- [WHAT YOU NEED TO DO]: Restate all data exactly. No images.

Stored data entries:
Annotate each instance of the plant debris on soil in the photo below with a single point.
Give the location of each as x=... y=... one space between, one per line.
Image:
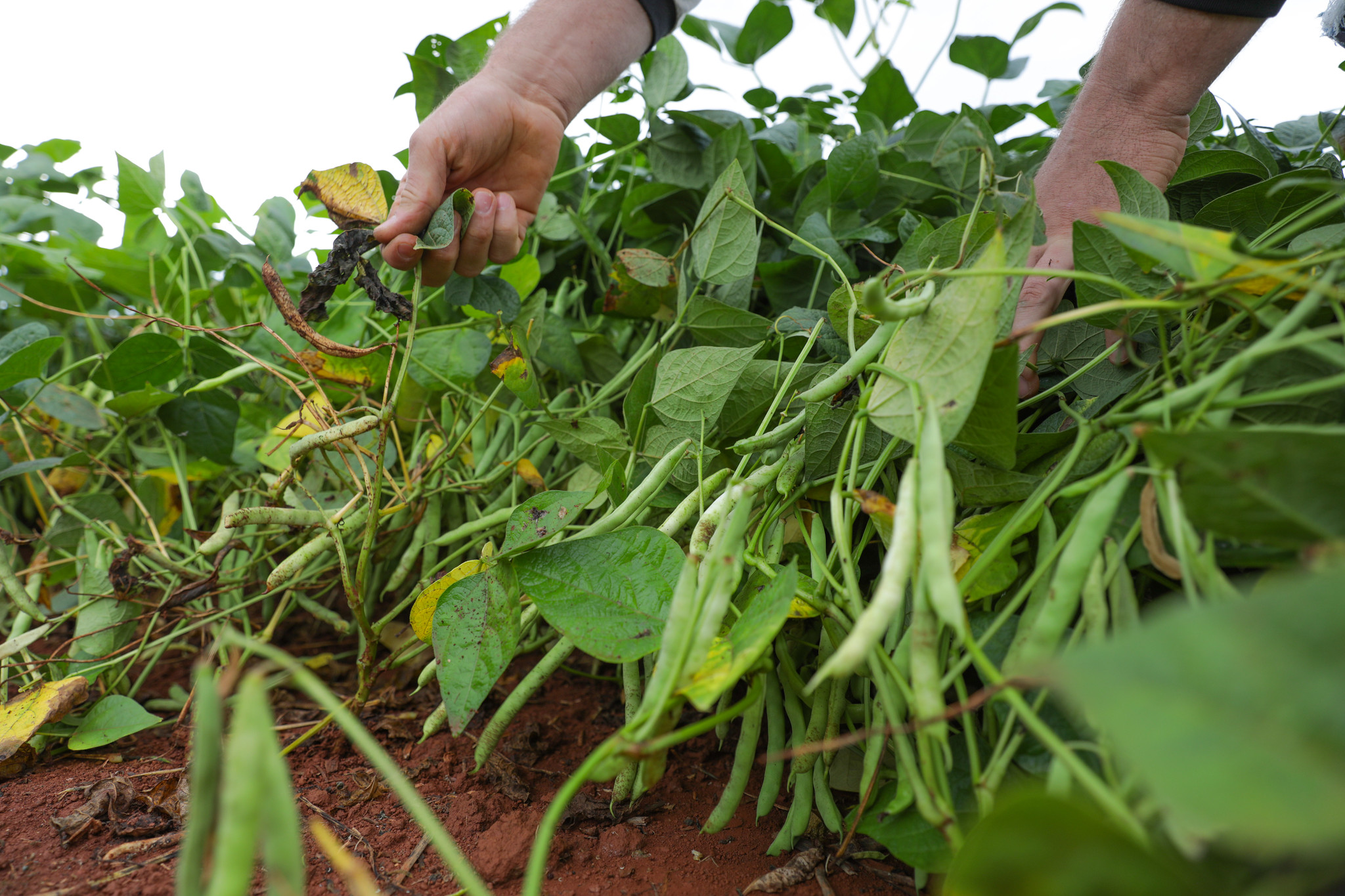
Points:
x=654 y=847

- [RESULT OF THIS EXERCISE]:
Annotate each instance of the plant debris on soil in the photo below with a single point.
Give the location of each as x=... y=... one space between, one per line.
Image:
Points:
x=654 y=847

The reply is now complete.